▶ [SUPPLIED TEXT]:
begin

In my life, there are certain connections with people that feel like magic.
There’s really no other way to describe it. I met them and we clicked immediately, or I felt a deep understanding between us that’s almost inexplicable. How is it that another person could see who I am so clearly, on a level beyond my own comprehension?
“We tend to forget altogether that we can love just as deeply, fiercely, and continuously with friends.”
Soulmates are often talked about in the romantic context — the person we’re destined to be with, the person we find in every lifetime, the “one.” In a society where love is so often talked about inextricably from romance, we tend to forget altogether that we can love just as deeply, fiercely, and continuously with friends.

I met one of my best friends, Tiff, for example, in college when we were randomly assigned suitemates. Both shy at first, we gently warmed up to each other, and then one night we let the conversation burst open over a jar of salsa and some tortilla chips. Just like that, we understood each other. I can say anything to this woman; nothing phases her. And I can tell what she’s thinking before she’s thinking it. We’ve moved through life together over the years, and it’s like the universe picked us for each other to do just that.
Soulmates don’t have to be romantic. And these other connections are equally deep, fulfilling, and important.
Platonic soulmates are people with whom we feel deep love and connection. It’s someone who understands us completely and sees us for exactly who we are. We don’t have to pretend, to act a certain way, to be anyone but exactly ourselves around them. They’re someone we need in our life, someone we feel drawn to, someone we love incredibly deeply but entirely platonically.
“We don’t have to pretend, to act a certain way, to be anyone but exactly ourselves around them.”
Aristotle defined friendship as “one soul dwelling in two bodies.” What if this explains why we feel immediately at ease around certain people in our lives? What if this is why certain people understand us like no one else? What if this has nothing to do with romance or sex at all?
Recently I was talking on the phone with my grandma, and she was telling me about how her friends are everything to her — their conversations, their laughter, their deep emotional connections are a lifeline. We lost my grandpa around two years ago, and one of the things that’s gotten her through her grief is the love from her friendships. And if I’m being honest, they’ve carried her through years of grief before that, too. My other grandma and her friends, too, have been constant sources of love and support throughout each others’ lives. And looking at them, seeing the way their friends are some of the strongest and deepest — if not the strongest and deepest — connections in their lives, made me think about the power of allowing ourselves to be in community with other souls so deeply.

end

▶ [PROVIDED MATERIAL]:
begin

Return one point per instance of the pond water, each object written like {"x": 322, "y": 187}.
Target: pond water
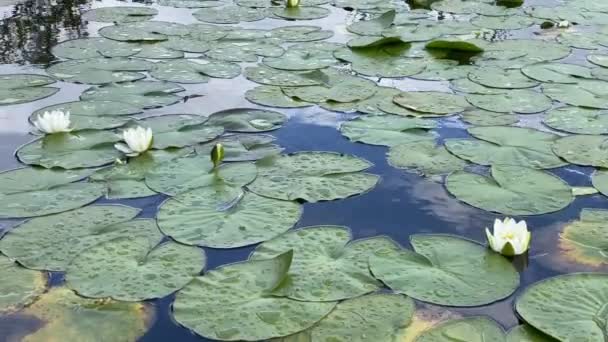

end

▶ [TASKS FOR THIS EXERCISE]:
a - Decide whether each statement agrees with the essay on platonic soulmates, answering yes or no and quoting the words of the essay that settle it: (i) The writer met Tiff in college when they were randomly assigned suitemates. (ii) The writer and Tiff were at ease with each other from the very start. (iii) Aristotle defined friendship as "two souls dwelling in one body."
b - Write what comes next in the essay on platonic soulmates, starting after its final sentence.
The data come from a separate source and are unrelated to the essay on platonic soulmates.

▶ [THE RESULTS]:
a -
(i) Yes: "I met one of my best friends, Tiff, for example, in college when we were randomly assigned suitemates."
(ii) No: "Both shy at first, we gently warmed up to each other"
(iii) No: "Aristotle defined friendship as “one soul dwelling in two bodies.”"

b -
“Perhaps friendship isn’t one soul dwelling in two bodies, but rather a reflection of different aspects of ourselves.”
Perhaps friendship isn’t one soul dwelling in two bodies, but rather a reflection of different aspects of ourselves. Perhaps we are all souls in community with each other, and some — our soulmates — illuminate and bring out the best parts of ourselves more than others.
I’m reminded of a quote from one of my favorite books, “They’re Going To Love You” by Meg Howrey, that shook me to my core: “What is the thing that happens in a friendship that isn’t the absence of sex? The thing added, that’s maybe only between women. Not a matter of our organs or whether we were born with them or what we do with them. It’s this: a particular kind of glory that happens when we share our suffering and are seen. There’s a rising — a cry, a rush, a beating of wings together. An exaltation.”

This unspoken and deep sense of knowing is what platonic soulmates offer — the ability to come to them and share the deepest, rawest parts of yourself and be met with nothing but complete understanding and empathy.
“This unspoken and deep sense of knowing is what platonic soulmates offer.”
“Thinking a lot about my queer friendships and how beautiful it is to be loved beyond the confines and expectations and rules of compulsory cisheteronormativity. Truly, the greatest loves of my life have been friends,” painter and artist Lindsey Cherek Waller writes. I have one of her prints hanging in my living room with the latter half of that quote on it.
Queer people have long existed outside of traditional expectations for friendships, romance, and love, and the idea of platonic soulmates comes really naturally to us. I know more than a few fellow queer people in my life who’ve stayed friends with people they’ve dated because they still want those connections in their life. I also know friends who love each other so deeply but not in a sexual way at all. They just love deeply and unapologetically.
This kind of love, this understanding, this desire to see others and be seen for exactly who we are, is just as strong as the romantic love we see all around us. It’s just not as mainstream. But platonic love and platonic soulmates are essential. We need them to feel a deep sense of connection with fellow humans.
“This desire to see others and be seen for exactly who we are, is just as strong as the romantic love we see all around us.”
And how lucky are we that we get to experience this?
We all need and deserve these types of connections in our lives. Not just because it feels good, but because it’s good for us.
Studies have found that friendship is directly correlated with well-being and mental health, and has even been shown to positively affect aspects of our physical health, like cardiovascular health, especially with deep and meaningful friendships. Just think of how beneficial a friend who completely understands you and reflects the best parts of yourself back at you can be. That’s what platonic soulmates are.

I have a writing group — we all happened to take the same writing workshop in the same session last summer — and somehow, magically, we have stayed connected. Across several months, timezones, borders, busy lives, breakups, new relationships, big projects, we feel a sense of understanding, a closeness. If one moment in time for any one of us had been different, if one tiny shift had kept any one of us from taking that class, we could’ve never met. But we did. And when we speak to each other, we breathe. We feel at ease. Because we understand each other like no one else.
“If one tiny shift had kept any one of us from taking that class, we could’ve never met. But we did.”
My friend Mel wrote of this feeling, “We are more comfortable with each other than most of us are with people we’ve known longer, more intimately, more closely. We hug as much as we can, because we’re drawn to each other like magnets. We take care of each other, making sure frostbite is as far away as the hot summer days when we met. The words “I love you” tumble out of our mouths as naturally as breathing.”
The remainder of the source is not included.